**SELECTED EXTRACT**.
#####
Finding and replacing elements in a list

Question

I have to search through a list and replace all occurrences of one element with another. So far my attempts in code are getting me nowhere, what is the best way to do this?

For example, suppose my list has the following integers

a = [1, 2, 3, 4, 5, 1, 2, 3, 4, 5, 1]

and I need to replace all occurrences of the number 1 with the value 10 so the output I need is

a = [10, 2, 3, 4, 5, 10, 2, 3, 4, 5, 10]

Thus my goal is to replace all instances of the number 1 with the number 10.

Answer 1

In many cases, defining a replacer function and calling it in a loop is very readable. It's very useful if values need to be replaced using some rule. For example, to replace values depending on whether it's divisible by 15, 3 or 5, one can define a function that checks conditions and returns an appropriate value.

def fizzbuzz(num):
    if num % 15 == 0:
        return 'FizzBuzz'
    elif num % 3 == 0:
        return 'Fizz'
    elif num % 5 == 0:
        return 'Buzz'
    else:
        return num

a = [1, 2, 3, 4, 5, 10, 15, 1]
a[:] = (fizzbuzz(n) for n in a)
# or 
a[:] = map(fizzbuzz, a)
a # [1, 2, 'Fizz', 4, 1, 'Buzz', 'Fizz', 2, 'Fizz', 1, 1]

One thing to note is that (at least as of python 3.10) if a function needs to be called on every element in a list, then map() is faster than a comprehension.¹

This difference is even more pronounced for built-in methods such as dict.get().² So @roipoussiere's solution can be made twice as fast by simply mapping it like the following.

a = [1, 2, 3, 4, 1, 5, 3, 2, 6, 1, 1]
replacer = {1:10, 2:20, 3:'foo'}.get
a[:] = map(replacer, a, a)        # in-place replacement
a1 = [*map(replacer, a, a)]       # new list

---

¹ map() is ~20% faster than calling a function in a list comprehension in the example below.

a = [1, 2, 3, 4, 1, 5, 3, 2, 6, 1, 1]*10000
%timeit [fizzbuzz(n) for n in a]
# 15.1 ms ± 443 µs per loop (mean ± std. dev. of 7 runs, 1,000 loops each)

%timeit list(map(fizzbuzz, a))
# 12.7 ms ± 27.4 µs per loop (mean ± std. dev. of 7 runs, 1,000 loops each)

² When replacing values using dict.get(), mapping it is ~2 times faster than calling it in a list comprehension.

a = [1, 2, 3, 4, 1, 5, 3, 2, 6, 1, 1]*10000
replacer = {1:10, 2:20, 3:'foo'}.get

%timeit [replacer(n,n) for n in a]
# 4.64 ms ± 195 µs per loop (mean ± std. dev. of 7 runs, 1,000 loops each)
#####
**RECORDS SHOWN**.
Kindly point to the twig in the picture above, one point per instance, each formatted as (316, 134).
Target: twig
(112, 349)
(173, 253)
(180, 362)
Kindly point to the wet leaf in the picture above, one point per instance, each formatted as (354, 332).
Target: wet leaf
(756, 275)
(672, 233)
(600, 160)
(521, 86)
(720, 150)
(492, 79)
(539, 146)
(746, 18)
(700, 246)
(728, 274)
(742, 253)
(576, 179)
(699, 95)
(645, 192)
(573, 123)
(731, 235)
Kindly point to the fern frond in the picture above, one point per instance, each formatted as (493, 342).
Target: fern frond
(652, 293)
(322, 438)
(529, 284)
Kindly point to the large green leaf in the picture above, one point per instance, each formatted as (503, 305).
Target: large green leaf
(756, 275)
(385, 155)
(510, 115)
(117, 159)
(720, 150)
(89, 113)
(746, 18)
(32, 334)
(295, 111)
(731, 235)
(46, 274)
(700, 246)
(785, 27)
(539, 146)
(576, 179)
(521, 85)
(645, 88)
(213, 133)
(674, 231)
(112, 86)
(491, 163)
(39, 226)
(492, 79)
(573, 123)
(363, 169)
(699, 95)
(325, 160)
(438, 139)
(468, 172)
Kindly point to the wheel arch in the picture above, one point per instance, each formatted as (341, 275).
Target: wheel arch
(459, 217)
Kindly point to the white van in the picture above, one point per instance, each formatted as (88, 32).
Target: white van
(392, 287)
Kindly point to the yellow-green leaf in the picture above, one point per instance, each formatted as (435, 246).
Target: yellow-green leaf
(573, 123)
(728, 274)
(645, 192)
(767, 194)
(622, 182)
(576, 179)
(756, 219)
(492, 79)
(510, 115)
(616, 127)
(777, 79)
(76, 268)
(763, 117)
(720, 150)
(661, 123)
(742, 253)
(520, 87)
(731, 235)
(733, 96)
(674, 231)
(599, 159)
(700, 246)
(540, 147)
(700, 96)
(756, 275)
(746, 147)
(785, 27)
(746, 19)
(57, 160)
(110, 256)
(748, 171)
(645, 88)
#####
**STATED PROBLEM A**. In the list-replacement thread, how much faster is map() than calling a function in a list comprehension in the fizzbuzz timing example?
**STATED PROBLEM B**. Please print the list-replacement thread, starting with "Finding and replacing" and going on through "to do this?".
**STATED PROBLEM C**. Write what comes next in the list-replacement thread after its final line.
Nothing in the listing is needed here.

**REPLY A**. About 20% faster.

**REPLY B**.
Finding and replacing elements in a list

Question

I have to search through a list and replace all occurrences of one element with another. So far my attempts in code are getting me nowhere, what is the best way to do this?

**REPLY C**.
%timeit list(map(replacer, a, a))
# 2.21 ms ± 13.3 µs per loop (mean ± std. dev. of 7 runs, 1,000 loops each)

Answer 2

On long lists and rare occurrences its about 3x faster using list.index() - compared to single step iteration methods presented in the other answers.

def list_replace(lst, old=1, new=10):
    """replace list elements (inplace)"""
    i = -1
    try:
        while True:
            i = lst.index(old, i + 1)
            lst[i] = new
    except ValueError:
        pass

Answer 3

You can use the built-in enumerate to get both index and value while iterating the list. Then, use the value to test for a condition and the index to replace that value in the original list:

>>> a = [1, 2, 3, 4, 5, 1, 2, 3, 4, 5, 1]
>>> for i, n in enumerate(a):
...   if n == 1:
...      a[i] = 10
...
>>> a
[10, 2, 3, 4, 5, 10, 2, 3, 4, 5, 10]

Answer 4

I might be a dumb-dumb, but I would write a separate, simple function for this:

def convertElements( oldlist, convert_dict ):
  newlist = []
  for e in oldlist:
    if e in convert_dict:
      newlist.append(convert_dict[e])
    else:
      newlist.append(e)
  return newlist

And then call this as needed like so:

a = [1,2,3,4,5,1,2,3,4,5,1]
a_new = convertElements(a, {1: 10})
## OUTPUT: a_new=[10, 2, 3, 4, 5, 10, 2, 3, 4, 5, 10]

Answer 5

Try using a list comprehension and a conditional expression.

>>> a=[1,2,3,1,3,2,1,1]
>>> [4 if x==1 else x for x in a]
[4, 2, 3, 4, 3, 2, 4, 4]

Answer 6

If you have several values to replace, you can also use a dictionary:

a = [1, 2, 3, 4, 1, 5, 3, 2, 6, 1, 1]
replacements = {1:10, 2:20, 3:'foo'}
replacer = replacements.get  # For faster gets.

print([replacer(n, n) for n in a])

> [10, 20, 'foo', 4, 10, 5, 'foo', 20, 6, 10, 10]

Note that this approach works only if the elements to be replaced are hashable. This is because dict keys are required to be hashable.

Answer 7

The answers for this old but relevant question are wildly variable in speed.

The fastest of the solution posted by kxr.

However, this is even faster and otherwise not here:

def f1(arr, find, replace):
    # fast and readable
    base=0
    for cnt in range(arr.count(find)):
        offset=arr.index(find, base)
        arr[offset]=replace
        base=offset+1

Here is timing for the various solutions. The faster ones are 3X faster than accepted answer and 5X faster than the slowest answer here.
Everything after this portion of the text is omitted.